[Region pointing data]
++++++++++

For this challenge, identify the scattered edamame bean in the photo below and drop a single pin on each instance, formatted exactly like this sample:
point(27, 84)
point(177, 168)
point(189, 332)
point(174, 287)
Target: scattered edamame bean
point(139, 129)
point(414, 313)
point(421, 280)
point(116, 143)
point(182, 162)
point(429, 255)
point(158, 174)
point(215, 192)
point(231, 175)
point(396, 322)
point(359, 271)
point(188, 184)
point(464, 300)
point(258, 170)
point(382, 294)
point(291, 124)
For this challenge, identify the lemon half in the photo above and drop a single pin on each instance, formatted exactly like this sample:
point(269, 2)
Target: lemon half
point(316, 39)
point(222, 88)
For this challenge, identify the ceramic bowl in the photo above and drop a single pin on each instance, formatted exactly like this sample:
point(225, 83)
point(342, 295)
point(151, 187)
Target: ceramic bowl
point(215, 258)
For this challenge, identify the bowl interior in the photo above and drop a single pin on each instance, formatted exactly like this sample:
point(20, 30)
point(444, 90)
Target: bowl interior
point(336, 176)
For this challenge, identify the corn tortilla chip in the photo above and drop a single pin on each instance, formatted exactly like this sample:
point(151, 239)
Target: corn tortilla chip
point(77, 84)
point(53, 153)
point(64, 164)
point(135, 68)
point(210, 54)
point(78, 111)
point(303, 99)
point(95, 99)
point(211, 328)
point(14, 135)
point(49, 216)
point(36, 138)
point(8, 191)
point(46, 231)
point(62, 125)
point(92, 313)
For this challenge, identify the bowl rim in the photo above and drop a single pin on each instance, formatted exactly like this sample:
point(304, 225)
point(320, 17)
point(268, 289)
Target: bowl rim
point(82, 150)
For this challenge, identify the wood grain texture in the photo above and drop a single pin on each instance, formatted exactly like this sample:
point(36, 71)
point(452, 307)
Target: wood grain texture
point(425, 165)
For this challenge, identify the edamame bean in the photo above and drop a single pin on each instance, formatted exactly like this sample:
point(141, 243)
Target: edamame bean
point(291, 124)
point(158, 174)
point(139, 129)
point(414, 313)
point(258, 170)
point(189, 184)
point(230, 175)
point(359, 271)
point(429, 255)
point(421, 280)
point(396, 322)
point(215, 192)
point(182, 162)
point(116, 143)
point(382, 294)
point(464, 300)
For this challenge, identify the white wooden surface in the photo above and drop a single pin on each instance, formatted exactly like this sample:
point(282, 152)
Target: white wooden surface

++++++++++

# [Task goal]
Repeat every line of the data word for word until you have repeated the line that contains "point(174, 287)", which is the last one to include.

# [Answer section]
For this challenge, identify the scattered edamame bean in the photo below and drop a single pin on each instance, formatted exactly like this sample:
point(27, 84)
point(177, 168)
point(189, 332)
point(174, 287)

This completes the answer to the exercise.